— start Data section —
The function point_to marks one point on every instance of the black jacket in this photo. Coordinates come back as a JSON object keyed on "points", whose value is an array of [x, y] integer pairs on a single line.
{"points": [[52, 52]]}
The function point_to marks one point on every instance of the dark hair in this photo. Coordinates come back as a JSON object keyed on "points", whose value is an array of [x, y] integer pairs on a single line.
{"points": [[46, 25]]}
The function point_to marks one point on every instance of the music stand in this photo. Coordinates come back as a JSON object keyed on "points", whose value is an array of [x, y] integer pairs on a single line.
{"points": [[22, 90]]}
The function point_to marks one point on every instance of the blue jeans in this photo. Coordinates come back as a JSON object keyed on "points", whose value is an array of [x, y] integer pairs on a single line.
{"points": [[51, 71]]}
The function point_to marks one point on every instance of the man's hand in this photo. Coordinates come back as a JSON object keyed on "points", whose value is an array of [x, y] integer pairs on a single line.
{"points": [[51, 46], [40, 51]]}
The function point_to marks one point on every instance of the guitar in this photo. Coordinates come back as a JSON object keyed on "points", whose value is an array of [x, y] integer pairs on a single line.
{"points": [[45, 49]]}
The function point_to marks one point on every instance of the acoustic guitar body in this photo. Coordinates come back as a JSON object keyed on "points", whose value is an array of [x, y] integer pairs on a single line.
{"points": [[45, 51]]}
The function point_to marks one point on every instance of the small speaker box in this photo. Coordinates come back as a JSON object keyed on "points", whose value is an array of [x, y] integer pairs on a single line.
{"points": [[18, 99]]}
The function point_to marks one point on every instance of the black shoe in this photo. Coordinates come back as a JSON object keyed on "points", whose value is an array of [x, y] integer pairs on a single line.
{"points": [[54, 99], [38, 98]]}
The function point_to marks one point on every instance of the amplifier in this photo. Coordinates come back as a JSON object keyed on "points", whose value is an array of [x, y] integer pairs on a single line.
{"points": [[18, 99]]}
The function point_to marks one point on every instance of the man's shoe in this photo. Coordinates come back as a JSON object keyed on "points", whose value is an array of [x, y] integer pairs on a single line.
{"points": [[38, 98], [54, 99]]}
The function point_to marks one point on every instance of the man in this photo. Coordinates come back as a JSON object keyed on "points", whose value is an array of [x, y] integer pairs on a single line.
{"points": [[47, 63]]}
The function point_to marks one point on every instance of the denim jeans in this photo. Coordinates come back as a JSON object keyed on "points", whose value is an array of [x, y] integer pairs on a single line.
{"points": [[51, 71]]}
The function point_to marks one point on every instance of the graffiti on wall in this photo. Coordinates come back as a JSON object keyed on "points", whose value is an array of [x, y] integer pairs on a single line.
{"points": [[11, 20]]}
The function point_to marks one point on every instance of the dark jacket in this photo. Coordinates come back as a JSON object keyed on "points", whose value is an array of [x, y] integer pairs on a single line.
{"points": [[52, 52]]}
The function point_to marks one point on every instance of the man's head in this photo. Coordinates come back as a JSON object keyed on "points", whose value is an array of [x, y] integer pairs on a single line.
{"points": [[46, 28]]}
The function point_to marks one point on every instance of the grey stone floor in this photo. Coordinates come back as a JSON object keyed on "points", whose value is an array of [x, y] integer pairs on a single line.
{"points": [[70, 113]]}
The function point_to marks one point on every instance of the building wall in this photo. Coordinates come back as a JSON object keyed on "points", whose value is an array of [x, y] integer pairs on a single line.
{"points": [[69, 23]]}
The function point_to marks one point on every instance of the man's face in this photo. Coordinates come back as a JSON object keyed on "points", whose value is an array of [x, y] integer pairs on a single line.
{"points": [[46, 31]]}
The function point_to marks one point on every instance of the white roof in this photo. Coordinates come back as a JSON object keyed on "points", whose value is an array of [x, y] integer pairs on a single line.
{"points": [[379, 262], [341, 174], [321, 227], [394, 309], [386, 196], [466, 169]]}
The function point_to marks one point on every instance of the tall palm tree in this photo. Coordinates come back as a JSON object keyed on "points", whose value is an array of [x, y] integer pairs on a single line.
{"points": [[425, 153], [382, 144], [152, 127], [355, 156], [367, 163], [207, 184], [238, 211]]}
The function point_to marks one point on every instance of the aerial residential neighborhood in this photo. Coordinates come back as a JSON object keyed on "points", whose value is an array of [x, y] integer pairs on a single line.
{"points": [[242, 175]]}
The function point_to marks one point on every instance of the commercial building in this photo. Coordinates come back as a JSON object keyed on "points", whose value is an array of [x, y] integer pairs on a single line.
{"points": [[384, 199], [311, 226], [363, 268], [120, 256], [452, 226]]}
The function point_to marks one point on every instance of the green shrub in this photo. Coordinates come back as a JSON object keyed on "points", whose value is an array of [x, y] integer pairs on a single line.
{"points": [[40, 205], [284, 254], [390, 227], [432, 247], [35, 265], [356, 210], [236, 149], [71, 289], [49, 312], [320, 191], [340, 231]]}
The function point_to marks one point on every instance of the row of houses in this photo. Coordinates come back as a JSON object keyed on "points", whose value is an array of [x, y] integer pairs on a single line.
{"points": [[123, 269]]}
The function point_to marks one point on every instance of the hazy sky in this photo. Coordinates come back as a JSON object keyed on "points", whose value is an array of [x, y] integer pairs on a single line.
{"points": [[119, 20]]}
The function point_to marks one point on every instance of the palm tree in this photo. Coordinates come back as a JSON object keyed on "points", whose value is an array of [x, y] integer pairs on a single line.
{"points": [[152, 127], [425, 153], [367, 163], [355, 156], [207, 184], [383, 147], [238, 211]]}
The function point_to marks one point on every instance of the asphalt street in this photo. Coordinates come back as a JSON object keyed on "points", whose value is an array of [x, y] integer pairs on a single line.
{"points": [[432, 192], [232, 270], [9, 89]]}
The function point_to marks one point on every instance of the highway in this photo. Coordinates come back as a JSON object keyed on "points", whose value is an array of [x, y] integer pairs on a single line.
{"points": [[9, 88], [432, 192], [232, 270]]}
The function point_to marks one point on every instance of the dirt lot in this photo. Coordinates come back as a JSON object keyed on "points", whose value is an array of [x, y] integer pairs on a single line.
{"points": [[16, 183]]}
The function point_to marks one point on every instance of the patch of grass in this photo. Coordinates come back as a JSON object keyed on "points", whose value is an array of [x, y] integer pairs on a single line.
— end Data section —
> Given task:
Convert the items, starting at the line that contains "of the dirt" and ending at the final line of the items, into a JSON list of strings, one string per line, with blank lines omitted.

> Solution:
[
  "The function point_to marks one point on every instance of the dirt lot in this photo. Coordinates come back as a JSON object keyed on \"points\", whose value is an array of [x, y] integer pairs on a single line.",
  "{\"points\": [[16, 183]]}",
  "The function point_to marks one point on every instance of the patch of grass in this photo. Coordinates come back as a JSON object keyed on \"points\", whose value is an array of [x, y] integer pairs on a single line."
]